*EXERCISE INSTRUCTIONS*:
Which of the lines below include "lawn"? Each one should be copied out.

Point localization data
----------------

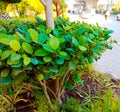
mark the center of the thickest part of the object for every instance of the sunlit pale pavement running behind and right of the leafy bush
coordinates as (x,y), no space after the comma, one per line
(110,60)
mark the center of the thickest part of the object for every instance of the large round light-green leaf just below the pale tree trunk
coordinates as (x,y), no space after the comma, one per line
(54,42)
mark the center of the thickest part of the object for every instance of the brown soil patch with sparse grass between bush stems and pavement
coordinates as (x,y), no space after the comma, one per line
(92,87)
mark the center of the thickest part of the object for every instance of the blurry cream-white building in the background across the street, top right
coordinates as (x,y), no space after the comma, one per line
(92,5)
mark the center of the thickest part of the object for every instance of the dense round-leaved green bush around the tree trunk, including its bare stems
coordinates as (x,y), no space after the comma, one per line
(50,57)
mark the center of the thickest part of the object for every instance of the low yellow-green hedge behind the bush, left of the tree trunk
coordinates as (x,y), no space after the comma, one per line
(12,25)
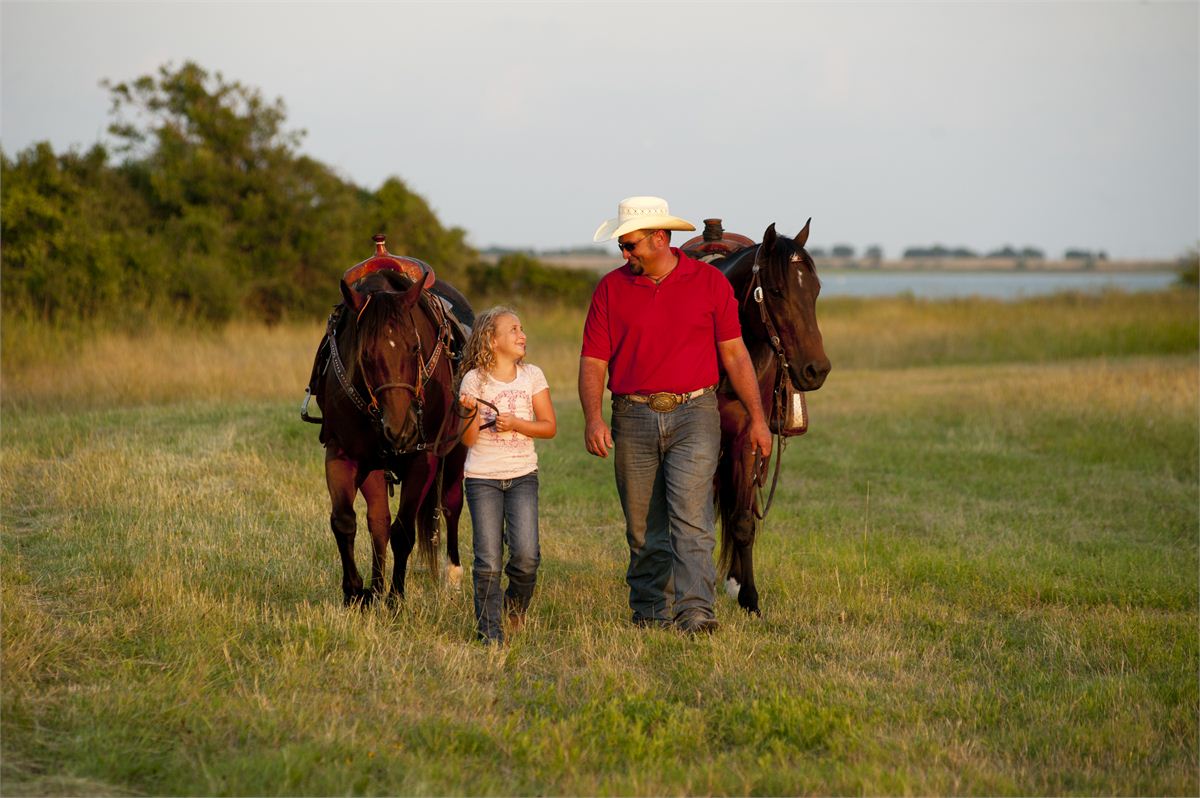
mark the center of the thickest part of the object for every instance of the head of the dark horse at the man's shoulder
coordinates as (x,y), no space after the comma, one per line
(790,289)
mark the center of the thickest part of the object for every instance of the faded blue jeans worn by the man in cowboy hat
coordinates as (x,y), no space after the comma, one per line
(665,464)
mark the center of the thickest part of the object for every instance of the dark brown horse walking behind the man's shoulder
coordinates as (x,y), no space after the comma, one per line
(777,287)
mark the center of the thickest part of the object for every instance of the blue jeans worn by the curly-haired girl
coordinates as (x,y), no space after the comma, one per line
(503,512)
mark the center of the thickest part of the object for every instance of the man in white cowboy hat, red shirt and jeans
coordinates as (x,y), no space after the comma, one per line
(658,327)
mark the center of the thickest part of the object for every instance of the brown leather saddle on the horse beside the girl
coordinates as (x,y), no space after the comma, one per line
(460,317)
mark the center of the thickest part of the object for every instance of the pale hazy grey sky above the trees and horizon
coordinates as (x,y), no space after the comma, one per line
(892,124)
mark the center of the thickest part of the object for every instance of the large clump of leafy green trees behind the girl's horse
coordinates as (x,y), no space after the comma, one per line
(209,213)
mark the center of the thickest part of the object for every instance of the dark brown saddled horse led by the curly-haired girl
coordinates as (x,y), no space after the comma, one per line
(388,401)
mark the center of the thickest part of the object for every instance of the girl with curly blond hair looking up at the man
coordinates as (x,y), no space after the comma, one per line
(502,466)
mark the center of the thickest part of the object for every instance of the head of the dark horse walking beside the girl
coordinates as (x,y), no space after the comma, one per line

----------------

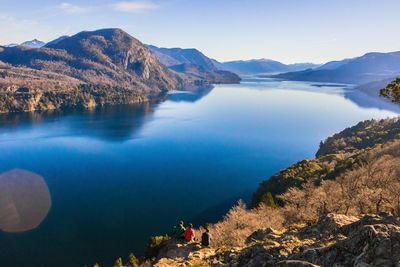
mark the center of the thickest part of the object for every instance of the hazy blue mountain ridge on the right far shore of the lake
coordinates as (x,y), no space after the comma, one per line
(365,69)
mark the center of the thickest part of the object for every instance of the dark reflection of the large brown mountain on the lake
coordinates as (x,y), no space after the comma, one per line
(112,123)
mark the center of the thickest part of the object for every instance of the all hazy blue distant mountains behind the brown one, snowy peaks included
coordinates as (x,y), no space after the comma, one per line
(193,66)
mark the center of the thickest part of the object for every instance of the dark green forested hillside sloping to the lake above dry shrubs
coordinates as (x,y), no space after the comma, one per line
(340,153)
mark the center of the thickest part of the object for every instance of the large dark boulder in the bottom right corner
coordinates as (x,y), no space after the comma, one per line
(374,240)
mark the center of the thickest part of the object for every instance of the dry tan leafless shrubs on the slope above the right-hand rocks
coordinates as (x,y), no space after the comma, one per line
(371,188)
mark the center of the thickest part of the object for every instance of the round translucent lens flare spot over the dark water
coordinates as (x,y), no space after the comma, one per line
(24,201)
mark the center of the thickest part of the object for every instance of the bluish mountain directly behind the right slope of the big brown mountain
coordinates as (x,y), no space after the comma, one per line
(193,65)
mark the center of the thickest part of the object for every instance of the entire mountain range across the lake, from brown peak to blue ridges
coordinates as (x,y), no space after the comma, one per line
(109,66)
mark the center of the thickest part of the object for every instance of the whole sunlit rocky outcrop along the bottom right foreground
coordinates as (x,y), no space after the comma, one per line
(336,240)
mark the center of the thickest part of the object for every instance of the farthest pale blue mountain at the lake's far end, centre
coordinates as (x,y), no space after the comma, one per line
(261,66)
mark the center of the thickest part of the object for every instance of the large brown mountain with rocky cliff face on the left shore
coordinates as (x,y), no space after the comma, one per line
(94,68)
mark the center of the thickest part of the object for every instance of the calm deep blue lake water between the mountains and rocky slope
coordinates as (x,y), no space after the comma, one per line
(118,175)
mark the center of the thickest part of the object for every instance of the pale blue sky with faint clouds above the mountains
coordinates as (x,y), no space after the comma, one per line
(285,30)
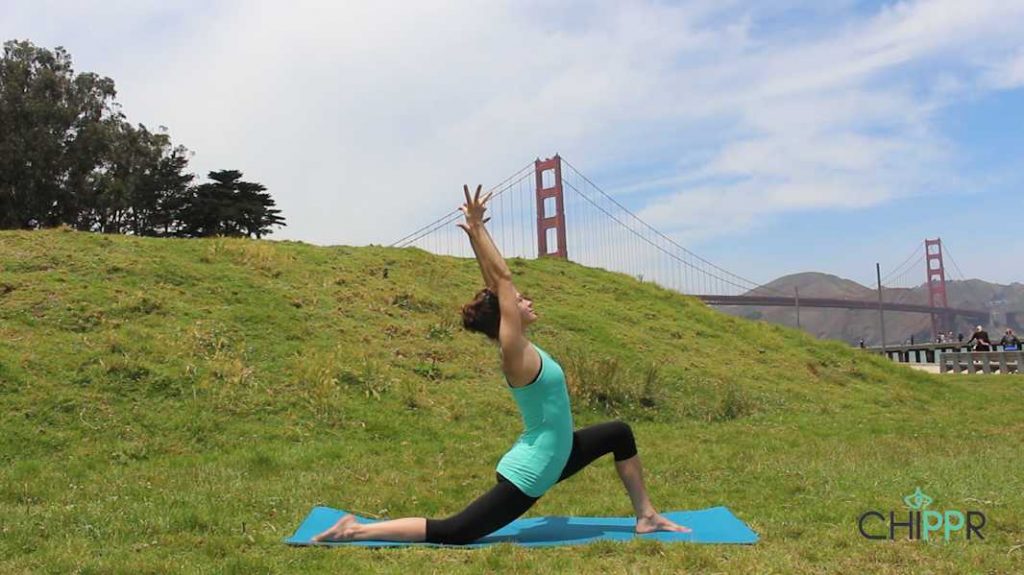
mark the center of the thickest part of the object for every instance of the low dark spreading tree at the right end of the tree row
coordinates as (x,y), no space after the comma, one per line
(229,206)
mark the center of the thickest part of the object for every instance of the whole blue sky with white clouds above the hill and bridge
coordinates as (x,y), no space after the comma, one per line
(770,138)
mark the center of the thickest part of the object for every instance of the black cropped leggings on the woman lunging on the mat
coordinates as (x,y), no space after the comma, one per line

----------------

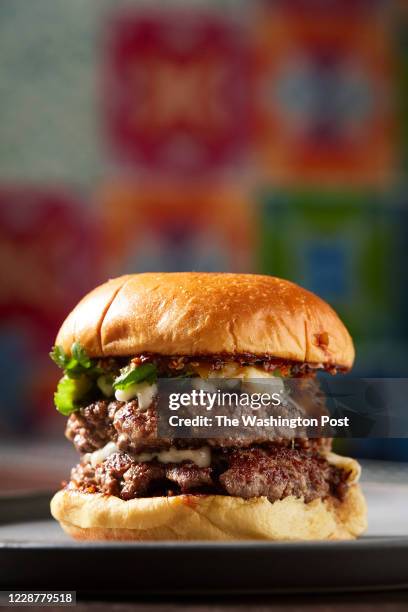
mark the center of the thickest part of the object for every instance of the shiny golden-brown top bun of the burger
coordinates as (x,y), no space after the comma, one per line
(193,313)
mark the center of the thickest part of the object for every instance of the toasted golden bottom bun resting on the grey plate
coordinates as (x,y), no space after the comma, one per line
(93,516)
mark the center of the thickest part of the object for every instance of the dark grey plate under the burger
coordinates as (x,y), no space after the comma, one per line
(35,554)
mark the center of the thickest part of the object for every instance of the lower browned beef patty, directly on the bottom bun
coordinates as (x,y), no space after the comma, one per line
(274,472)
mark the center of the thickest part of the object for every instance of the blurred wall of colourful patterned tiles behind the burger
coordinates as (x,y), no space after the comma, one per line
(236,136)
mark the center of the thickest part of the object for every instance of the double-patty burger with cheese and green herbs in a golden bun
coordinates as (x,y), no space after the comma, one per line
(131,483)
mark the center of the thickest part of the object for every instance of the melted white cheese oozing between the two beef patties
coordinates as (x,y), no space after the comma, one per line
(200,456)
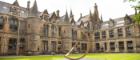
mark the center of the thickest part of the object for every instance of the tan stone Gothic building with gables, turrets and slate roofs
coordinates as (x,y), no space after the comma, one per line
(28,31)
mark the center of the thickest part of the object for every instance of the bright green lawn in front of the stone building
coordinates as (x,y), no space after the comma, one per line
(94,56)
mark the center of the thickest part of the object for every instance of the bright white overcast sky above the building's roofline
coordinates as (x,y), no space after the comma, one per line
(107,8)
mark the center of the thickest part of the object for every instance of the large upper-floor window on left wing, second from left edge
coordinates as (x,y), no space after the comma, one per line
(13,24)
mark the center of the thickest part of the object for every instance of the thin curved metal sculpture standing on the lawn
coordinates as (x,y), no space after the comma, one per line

----------------

*FINISHED TASK*:
mark the center of the thickest part of the object for every instance of the bright green lawn in front of the stone building
mark the center of the thickest part of the object for every instance of the thin curved metal sculpture standing on the lawn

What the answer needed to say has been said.